- _Task details_: Switch every "find-in-image" to "locate-in-image" in everything from the start of the data down through the line containing "top-left (345, 512), bottom-right (392, 560)", and keep everything else unchanged. Leave the pictures out of your answer.

- _Lines of data_:

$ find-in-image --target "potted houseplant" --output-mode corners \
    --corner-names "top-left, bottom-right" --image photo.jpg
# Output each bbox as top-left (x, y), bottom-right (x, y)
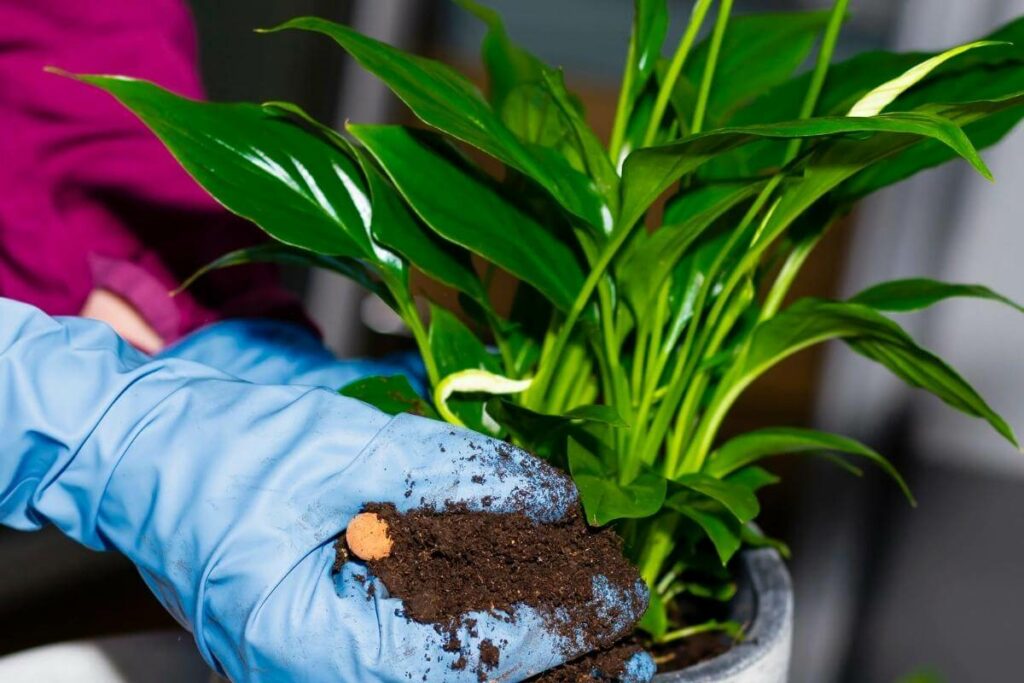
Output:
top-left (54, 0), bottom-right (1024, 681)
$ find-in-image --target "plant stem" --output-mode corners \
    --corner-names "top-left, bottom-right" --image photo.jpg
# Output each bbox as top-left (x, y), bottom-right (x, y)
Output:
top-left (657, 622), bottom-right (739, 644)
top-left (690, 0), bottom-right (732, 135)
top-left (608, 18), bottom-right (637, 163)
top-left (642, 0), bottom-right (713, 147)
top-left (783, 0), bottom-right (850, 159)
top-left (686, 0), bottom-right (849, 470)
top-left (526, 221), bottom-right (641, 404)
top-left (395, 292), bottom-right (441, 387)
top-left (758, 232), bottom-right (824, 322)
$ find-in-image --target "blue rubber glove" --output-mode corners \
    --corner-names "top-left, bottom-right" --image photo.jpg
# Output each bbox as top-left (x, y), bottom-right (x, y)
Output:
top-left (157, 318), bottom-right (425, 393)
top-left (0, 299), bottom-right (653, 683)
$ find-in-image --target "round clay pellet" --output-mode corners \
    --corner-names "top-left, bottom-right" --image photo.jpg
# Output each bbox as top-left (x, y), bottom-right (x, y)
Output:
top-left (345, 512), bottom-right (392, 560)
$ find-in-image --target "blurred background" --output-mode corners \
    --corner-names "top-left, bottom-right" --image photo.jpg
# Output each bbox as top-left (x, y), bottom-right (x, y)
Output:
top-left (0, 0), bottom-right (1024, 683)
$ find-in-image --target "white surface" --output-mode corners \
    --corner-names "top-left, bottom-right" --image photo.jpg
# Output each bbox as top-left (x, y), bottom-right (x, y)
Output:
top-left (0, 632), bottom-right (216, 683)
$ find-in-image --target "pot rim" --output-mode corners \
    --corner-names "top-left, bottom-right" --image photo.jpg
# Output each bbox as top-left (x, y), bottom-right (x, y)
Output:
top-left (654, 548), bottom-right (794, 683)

- _Result of this task_:
$ locate-in-image --target "potted houseplant" --output-mode corners \
    --corner-names "top-left, bottom-right" --image photo.jpg
# Output each bbox as top-left (x, y), bottom-right (x, y)
Output:
top-left (54, 0), bottom-right (1024, 681)
$ locate-in-image --target "plant stem" --output-mode corners \
    --corner-names "top-left, bottom-right" --image photo.jpg
# Output each bbox as top-left (x, y), bottom-right (x, y)
Output:
top-left (657, 622), bottom-right (739, 644)
top-left (690, 0), bottom-right (732, 135)
top-left (608, 18), bottom-right (637, 163)
top-left (642, 0), bottom-right (713, 147)
top-left (783, 0), bottom-right (850, 159)
top-left (686, 0), bottom-right (849, 470)
top-left (526, 221), bottom-right (641, 404)
top-left (395, 292), bottom-right (441, 387)
top-left (758, 232), bottom-right (824, 322)
$ locate-in-image --target "blue rubber glove" --output-mode corners \
    --corner-names "top-left, bottom-right" --image photo.jpg
# Output each bbox as top-left (x, y), bottom-right (x, y)
Output:
top-left (157, 318), bottom-right (425, 393)
top-left (0, 299), bottom-right (653, 683)
$ locate-in-image --target "round clay pellet" --output-mode corners \
    --corner-names "top-left, bottom-right" --image photo.jpg
# Output each bbox as top-left (x, y), bottom-right (x, y)
Output:
top-left (345, 512), bottom-right (392, 560)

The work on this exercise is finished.